◆ Task instructions: Copy every line of the records below word for word, from start to finish.

◆ ◆ ◆ ◆

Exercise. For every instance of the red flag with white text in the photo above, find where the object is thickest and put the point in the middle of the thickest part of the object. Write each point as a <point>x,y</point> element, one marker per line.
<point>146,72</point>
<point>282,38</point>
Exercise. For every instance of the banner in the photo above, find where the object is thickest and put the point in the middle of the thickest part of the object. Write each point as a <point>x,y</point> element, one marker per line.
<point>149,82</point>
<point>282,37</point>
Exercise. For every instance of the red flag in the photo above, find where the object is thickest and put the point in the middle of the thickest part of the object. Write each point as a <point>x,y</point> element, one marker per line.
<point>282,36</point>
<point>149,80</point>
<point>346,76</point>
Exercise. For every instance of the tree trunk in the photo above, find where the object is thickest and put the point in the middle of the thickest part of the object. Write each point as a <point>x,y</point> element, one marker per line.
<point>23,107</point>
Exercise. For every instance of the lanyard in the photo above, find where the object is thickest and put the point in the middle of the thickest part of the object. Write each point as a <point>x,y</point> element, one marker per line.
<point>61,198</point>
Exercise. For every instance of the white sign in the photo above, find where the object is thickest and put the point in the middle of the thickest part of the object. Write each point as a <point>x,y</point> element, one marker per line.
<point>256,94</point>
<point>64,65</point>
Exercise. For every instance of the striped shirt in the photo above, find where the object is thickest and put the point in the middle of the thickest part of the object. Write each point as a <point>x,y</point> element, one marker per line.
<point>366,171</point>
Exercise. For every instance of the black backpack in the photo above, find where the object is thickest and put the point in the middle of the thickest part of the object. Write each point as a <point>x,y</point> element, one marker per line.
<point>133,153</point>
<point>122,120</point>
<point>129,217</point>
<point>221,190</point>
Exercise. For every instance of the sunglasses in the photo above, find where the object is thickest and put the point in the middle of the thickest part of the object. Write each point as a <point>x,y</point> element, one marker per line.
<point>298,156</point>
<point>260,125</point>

◆ ◆ ◆ ◆

◆ Finished exercise:
Exercise. For every instance of the red flag with white text in the photo above, find where the object is thickest and put the point in the middle of the thickest part of the object. Write each point as a <point>x,y</point> element, one marker per line.
<point>146,72</point>
<point>282,38</point>
Exercise. For every instance of the banner in the photo above, find where the object is thickest and put the point in the middle of the thickest part of the object. Write each point as a <point>x,y</point> element, one marker per line.
<point>149,82</point>
<point>282,37</point>
Exercise. For every instance of the red flag in the photo above, find where the object is thickest and put the point in the middle of the thickest part of the object. Write each point as a <point>x,y</point> element, one marker per line.
<point>282,36</point>
<point>149,80</point>
<point>346,76</point>
Exercise. For every instance of the tree trunk in the photo above, find where the object is thickest and put the point in the middle of the thickest part of the object. Write each point as a <point>x,y</point> element, one marker per line.
<point>23,107</point>
Exercise. For every instance of the lanyard in the photo above, find where the object is thickest and put the point in the middle of the thickest part of the object. Write each point as a <point>x,y</point> element, one marker per line.
<point>61,198</point>
Exercise. For every instance of the white sign in the photo above, find where the object is thickest and put the point in the middle of the thickest part of the object. Write each point as a <point>x,y</point> element, one marker per line.
<point>256,94</point>
<point>64,65</point>
Exercise. For every instance of the striped shirt in the photo above, find where the object is thickest and put the point in the middle of the thickest part of the object. Write each point as a <point>x,y</point> element, one marker per line.
<point>366,171</point>
Exercise. For every instance of the black backpack in the photo above, find where the object is thickest and put the point in the middle of the thickest part of the object. Write each point as a <point>x,y</point> element, one marker per line.
<point>133,153</point>
<point>122,120</point>
<point>129,217</point>
<point>221,190</point>
Exercise. For every instance of the sunglasses in the photo above, find where the object is thickest and put the point in the middle of the thickest part of the object. Write each point as a <point>x,y</point> element, one marker per line.
<point>298,156</point>
<point>260,125</point>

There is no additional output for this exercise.